[[ DATA RECORDS, beginning ]]

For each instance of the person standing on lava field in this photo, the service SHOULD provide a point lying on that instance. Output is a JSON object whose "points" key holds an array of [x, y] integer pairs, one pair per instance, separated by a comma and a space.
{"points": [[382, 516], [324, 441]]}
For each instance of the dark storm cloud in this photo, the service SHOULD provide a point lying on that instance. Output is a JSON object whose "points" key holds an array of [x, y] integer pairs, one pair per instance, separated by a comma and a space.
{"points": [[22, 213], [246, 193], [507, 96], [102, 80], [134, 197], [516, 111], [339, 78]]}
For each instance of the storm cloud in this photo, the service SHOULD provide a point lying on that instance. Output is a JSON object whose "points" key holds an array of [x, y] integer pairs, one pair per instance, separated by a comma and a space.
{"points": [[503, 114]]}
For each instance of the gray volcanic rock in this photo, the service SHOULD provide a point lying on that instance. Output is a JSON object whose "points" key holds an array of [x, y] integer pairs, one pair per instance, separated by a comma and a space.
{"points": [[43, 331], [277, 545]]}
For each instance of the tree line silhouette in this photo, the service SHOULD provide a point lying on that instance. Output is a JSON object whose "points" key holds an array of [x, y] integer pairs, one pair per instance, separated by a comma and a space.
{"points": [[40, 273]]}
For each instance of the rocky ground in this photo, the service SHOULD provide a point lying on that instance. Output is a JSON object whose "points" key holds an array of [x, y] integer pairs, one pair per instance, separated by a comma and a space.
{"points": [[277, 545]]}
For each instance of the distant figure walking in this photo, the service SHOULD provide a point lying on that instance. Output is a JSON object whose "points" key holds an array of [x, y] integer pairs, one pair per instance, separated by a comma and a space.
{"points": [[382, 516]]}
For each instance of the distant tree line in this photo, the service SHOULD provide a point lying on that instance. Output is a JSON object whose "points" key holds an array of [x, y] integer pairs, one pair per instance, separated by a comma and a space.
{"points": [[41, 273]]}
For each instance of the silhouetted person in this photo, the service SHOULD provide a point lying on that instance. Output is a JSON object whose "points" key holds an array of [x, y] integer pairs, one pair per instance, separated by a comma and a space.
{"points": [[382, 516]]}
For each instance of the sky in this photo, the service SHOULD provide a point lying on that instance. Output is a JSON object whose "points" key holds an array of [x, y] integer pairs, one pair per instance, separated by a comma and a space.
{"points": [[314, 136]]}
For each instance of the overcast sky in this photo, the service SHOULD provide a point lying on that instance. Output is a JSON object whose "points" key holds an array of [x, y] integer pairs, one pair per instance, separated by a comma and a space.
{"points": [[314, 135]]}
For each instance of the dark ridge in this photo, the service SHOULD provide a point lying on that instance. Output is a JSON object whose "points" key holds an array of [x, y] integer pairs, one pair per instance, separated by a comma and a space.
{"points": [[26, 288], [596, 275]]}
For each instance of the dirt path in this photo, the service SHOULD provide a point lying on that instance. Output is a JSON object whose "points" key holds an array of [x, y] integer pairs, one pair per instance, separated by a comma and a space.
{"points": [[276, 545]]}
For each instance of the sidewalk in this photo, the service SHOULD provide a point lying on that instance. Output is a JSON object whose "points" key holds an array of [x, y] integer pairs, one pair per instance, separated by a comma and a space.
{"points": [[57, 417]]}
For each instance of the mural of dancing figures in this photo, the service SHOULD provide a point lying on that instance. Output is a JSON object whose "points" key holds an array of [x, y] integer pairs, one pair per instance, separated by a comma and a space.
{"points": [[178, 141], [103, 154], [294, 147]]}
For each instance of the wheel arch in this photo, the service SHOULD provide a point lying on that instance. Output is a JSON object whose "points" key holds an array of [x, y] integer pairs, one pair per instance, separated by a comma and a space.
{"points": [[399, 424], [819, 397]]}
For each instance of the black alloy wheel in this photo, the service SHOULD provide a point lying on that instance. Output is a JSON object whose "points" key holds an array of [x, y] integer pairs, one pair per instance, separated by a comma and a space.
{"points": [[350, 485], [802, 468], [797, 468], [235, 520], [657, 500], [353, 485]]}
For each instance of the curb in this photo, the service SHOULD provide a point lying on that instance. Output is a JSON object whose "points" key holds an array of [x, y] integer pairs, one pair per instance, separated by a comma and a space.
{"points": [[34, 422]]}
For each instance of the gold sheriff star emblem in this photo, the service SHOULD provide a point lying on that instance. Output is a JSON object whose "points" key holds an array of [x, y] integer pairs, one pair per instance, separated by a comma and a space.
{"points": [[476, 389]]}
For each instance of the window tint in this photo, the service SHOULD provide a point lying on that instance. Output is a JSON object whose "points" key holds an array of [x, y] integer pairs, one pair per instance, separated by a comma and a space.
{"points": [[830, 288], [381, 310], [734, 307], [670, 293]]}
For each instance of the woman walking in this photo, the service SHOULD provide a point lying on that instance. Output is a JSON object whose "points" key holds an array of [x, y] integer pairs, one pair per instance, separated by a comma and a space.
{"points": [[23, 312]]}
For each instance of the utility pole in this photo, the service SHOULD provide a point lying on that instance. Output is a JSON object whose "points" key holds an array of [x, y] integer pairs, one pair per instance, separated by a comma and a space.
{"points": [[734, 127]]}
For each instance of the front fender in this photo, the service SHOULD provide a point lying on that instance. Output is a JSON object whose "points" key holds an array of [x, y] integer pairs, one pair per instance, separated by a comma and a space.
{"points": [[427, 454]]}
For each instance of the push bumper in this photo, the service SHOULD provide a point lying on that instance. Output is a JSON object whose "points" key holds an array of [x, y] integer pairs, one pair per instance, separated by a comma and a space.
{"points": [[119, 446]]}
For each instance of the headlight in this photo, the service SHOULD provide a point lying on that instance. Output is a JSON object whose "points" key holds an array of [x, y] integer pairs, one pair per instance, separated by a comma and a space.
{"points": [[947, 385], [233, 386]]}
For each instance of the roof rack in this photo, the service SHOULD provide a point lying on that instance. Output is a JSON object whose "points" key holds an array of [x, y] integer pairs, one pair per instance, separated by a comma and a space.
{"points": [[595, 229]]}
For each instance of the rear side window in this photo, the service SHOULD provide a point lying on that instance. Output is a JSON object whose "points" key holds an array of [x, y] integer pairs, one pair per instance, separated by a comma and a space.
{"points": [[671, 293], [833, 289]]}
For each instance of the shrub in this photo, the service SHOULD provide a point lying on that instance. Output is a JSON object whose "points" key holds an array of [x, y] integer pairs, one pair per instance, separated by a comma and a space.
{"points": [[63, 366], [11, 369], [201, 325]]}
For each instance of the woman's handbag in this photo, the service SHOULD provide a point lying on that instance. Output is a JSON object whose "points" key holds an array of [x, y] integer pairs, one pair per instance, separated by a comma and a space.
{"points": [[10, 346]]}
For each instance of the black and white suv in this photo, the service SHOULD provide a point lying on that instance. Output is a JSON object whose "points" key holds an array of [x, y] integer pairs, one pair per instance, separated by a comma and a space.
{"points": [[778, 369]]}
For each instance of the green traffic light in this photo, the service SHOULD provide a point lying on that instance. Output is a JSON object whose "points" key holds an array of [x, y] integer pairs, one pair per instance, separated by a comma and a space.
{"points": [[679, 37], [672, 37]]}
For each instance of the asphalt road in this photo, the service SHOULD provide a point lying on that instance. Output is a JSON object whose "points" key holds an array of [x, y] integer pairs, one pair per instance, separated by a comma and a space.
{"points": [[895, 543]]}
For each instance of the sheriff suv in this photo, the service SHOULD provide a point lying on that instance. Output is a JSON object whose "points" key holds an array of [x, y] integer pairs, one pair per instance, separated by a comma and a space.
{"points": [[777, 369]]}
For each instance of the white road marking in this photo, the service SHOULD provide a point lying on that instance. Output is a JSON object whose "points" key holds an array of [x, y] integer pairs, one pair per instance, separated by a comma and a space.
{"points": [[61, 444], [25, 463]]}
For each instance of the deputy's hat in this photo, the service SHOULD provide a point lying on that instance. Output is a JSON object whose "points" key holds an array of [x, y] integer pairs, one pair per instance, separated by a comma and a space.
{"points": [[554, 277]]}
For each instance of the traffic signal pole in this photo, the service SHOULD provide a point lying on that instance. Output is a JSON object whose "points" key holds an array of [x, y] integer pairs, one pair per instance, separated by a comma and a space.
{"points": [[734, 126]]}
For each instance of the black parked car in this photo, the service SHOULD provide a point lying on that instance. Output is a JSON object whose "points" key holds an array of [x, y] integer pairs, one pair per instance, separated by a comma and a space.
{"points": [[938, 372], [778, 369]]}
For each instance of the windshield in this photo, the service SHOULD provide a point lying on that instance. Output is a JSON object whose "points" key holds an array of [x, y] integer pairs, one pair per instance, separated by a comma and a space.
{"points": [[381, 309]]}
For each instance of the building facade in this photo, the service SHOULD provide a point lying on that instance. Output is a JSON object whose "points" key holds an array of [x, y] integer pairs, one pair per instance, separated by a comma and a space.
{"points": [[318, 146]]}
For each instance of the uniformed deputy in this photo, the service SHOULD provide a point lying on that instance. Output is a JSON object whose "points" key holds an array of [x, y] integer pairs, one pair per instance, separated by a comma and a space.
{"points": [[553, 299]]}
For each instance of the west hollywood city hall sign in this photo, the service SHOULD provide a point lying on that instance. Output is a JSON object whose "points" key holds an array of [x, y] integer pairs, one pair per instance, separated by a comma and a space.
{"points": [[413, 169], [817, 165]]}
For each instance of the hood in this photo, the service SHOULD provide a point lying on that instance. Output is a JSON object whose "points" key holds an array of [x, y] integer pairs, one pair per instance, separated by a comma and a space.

[[ DATA RECORDS, end ]]

### INSTRUCTIONS FOR THE TASK
Lines from the one holding "For each instance of the uniformed" to the end of the listing above are the only ones to transcribe. Keep each exactly as written.

### EXERCISE SOLUTION
For each instance of the uniformed deputy in this photo, the service SHOULD provide a point lying on that instance. Output is a JSON object whose "points" key holds an array of [x, y] integer pairs, one pair per instance, separated by a comma and a space.
{"points": [[553, 299]]}
For each instance of the west hollywood city hall sign in this photo, the service SHOULD provide a point lying on that instance. Output is a JSON object whose "points" key holds an array of [x, y] integer pairs, one pair per instance, separated by a comma and a space.
{"points": [[413, 169], [817, 165]]}
For each instance of the hood in this photo, the service SHOULD provide a point lying on that instance. Output is a JSON object whose "points" key holds an array of [x, y] integer pairs, one pair per instance, separated by a comma and a space.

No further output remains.